◆ Activity list ◆
1. According to the article on the Gilgo arrest, when did Tierney create the Gilgo Task Force?
2. Repeat the part of the article on the Gilgo arrest starting with "That investigative coup" and going on through "back in 2010.".

*** Opening Supplied passage ***

A 13-year search for the Gilgo Serial Killer appears to have ended this week with the arrest of Rex Heuermann of Massapequa Park.
Heuermann, 59, a married-with-children architect, was taken into custody at his home on Thursday and charged with six counts of first- and second-degree murder by the Suffolk County District Attorney’s office.
The suspect is alleged to have killed Megan Waterman, Amber Costello and Melissa Barthelemy between 2007 and 2010. Their bound remains were recovered along the South Shore’s outer beach in Babylon in 2010, prompting a years-long manhunt into the sadistic killings of the three sex workers. The women were described in court filings as being “petite” in stature and each of the young women was bound with camouflage burlap typically used to conceal duck blinds.
Thirteen painful years later, Heuermann was charged in each of those deaths with one count of first-degree murder and one count of second-degree murder.
Suffolk County District Attorney Ray Tierney led a multi-agency press conference at the Suffolk County Police Headquarters in Yaphank late Friday afternoon to announce the arrest.
Surrounded by family members of the victims and a slew of other law enforcement officials from various agencies, Tierney detailed efforts he undertook to reinvigorate an investigation that he said had lagged by the time he was elected to his post in 2021.
In February 2022, Tierney created a Gilgo Task Force dedicated to tracking down the killer. The task force included members of the Federal Bureau of Investigation, the Suffolk County Police Department, the Suffolk County Sheriff’s Department, the New York State Police, and investigators from his office.
Only six weeks after it was created, the Task Force got a huge break last March 13 when a state investigator was able to tie Heuermann to a Chevrolet Avalanche in South Carolina that he had previously owned, and that was connected to his alleged involvement in the death of Amber Costello.
That breakthrough helped investigators to pinpoint an address in Massapequa Park, where Heuermann lived, and where, using cell towers to ping a general location, the FBI had previously scoped out an area where burner cell phone calls had been made to his sex-worker victims.
The suspect also is alleged to have made calls from an area in Midtown Manhattan where Heuermann’s architecture firm was located.
That investigative coup prompted Tierney’s office to impanel a grand jury. Working in secrecy, the grand jury went on to issue 300 subpoenas and search warrants targeting Heuermann, Tierney said.
And, thanks to advances in DNA testing technology between 2010 and 2022, investigators were able to tie the suspect to body hairs recovered from each of the three victims back in 2010.
Secrecy was the key to bringing Heuermann into custody late this week, said Tierney, along with the “sweeping powers” of the grand jury to issue those subpoenas without tipping off the suspect.
“We knew the person responsible would be looking at us,” Tierney said.
And indeed, the suspect’s internet searches indicated that he clearly was tracking the Task Force’s activities, or trying to: One of Heuermann’s Google searches plainly asked, “How is Task Force using cell phones.”

*** Closing Supplied passage ***
*** Opening Record extracts ***

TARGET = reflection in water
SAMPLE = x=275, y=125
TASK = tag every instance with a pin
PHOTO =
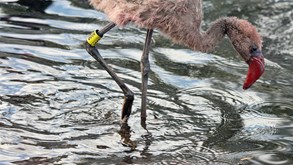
x=58, y=106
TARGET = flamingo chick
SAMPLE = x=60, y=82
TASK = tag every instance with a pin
x=180, y=20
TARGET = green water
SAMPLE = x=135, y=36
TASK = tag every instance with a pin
x=58, y=106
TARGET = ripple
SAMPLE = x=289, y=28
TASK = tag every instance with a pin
x=58, y=106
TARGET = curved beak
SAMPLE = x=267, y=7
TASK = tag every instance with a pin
x=256, y=69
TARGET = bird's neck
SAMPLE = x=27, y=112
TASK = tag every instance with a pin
x=206, y=41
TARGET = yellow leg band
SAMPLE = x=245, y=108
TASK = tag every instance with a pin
x=94, y=38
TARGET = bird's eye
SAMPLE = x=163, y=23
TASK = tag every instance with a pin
x=254, y=49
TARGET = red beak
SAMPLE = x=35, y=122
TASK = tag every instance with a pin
x=256, y=69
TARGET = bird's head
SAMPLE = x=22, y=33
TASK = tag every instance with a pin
x=248, y=43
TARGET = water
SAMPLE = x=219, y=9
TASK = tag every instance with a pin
x=58, y=106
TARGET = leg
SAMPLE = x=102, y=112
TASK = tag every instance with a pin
x=145, y=68
x=93, y=51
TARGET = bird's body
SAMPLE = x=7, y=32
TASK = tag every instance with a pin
x=181, y=20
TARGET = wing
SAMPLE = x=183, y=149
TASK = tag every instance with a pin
x=175, y=18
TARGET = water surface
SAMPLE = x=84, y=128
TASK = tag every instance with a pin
x=58, y=106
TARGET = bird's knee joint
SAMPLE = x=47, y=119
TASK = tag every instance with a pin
x=94, y=38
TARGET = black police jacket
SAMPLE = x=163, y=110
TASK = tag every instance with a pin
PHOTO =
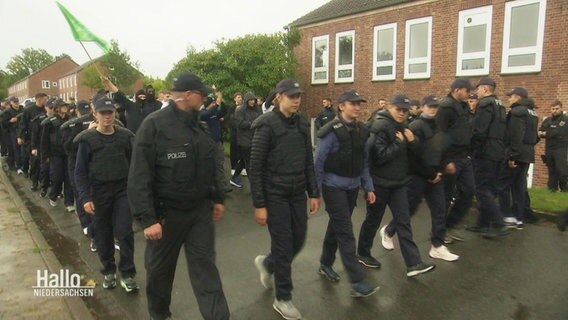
x=173, y=165
x=521, y=135
x=489, y=125
x=281, y=161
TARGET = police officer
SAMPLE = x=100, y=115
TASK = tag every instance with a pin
x=326, y=115
x=487, y=143
x=521, y=137
x=555, y=130
x=282, y=171
x=388, y=145
x=52, y=152
x=172, y=184
x=341, y=165
x=101, y=173
x=454, y=123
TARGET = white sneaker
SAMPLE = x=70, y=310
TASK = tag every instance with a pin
x=442, y=253
x=385, y=239
x=286, y=309
x=265, y=276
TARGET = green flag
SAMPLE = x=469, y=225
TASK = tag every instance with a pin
x=80, y=32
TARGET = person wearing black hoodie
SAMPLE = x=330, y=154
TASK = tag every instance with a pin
x=135, y=111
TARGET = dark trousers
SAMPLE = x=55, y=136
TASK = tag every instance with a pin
x=397, y=200
x=112, y=219
x=418, y=188
x=486, y=178
x=339, y=205
x=287, y=224
x=59, y=176
x=515, y=180
x=557, y=163
x=459, y=189
x=194, y=230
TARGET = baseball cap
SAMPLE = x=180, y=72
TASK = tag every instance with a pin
x=288, y=87
x=188, y=81
x=104, y=104
x=430, y=101
x=521, y=92
x=461, y=83
x=351, y=96
x=401, y=101
x=486, y=81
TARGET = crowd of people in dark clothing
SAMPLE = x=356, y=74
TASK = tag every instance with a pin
x=156, y=159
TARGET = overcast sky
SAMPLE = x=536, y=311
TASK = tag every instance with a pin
x=154, y=33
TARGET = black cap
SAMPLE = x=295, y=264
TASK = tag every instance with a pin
x=104, y=104
x=188, y=81
x=84, y=107
x=461, y=83
x=288, y=87
x=401, y=101
x=521, y=92
x=430, y=101
x=486, y=81
x=351, y=96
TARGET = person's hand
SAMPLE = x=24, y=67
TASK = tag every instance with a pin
x=314, y=205
x=371, y=197
x=260, y=216
x=218, y=211
x=409, y=135
x=153, y=232
x=89, y=207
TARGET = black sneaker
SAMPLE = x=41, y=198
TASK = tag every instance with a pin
x=419, y=269
x=329, y=273
x=369, y=262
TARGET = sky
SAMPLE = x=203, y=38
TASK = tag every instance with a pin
x=156, y=34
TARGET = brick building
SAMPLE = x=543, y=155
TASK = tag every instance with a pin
x=43, y=80
x=381, y=47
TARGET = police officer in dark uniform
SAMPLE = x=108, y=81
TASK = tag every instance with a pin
x=342, y=165
x=172, y=185
x=454, y=123
x=521, y=137
x=555, y=130
x=101, y=173
x=282, y=171
x=487, y=143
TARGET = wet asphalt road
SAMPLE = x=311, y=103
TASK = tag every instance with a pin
x=521, y=276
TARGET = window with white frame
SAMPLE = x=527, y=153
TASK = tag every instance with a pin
x=523, y=35
x=345, y=56
x=384, y=52
x=418, y=48
x=320, y=59
x=474, y=41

*** Closing Record extracts ***

◆ Answers to the exercise ◆
1. February 2022

2.
That investigative coup prompted Tierney’s office to impanel a grand jury. Working in secrecy, the grand jury went on to issue 300 subpoenas and search warrants targeting Heuermann, Tierney said.
And, thanks to advances in DNA testing technology between 2010 and 2022, investigators were able to tie the suspect to body hairs recovered from each of the three victims back in 2010.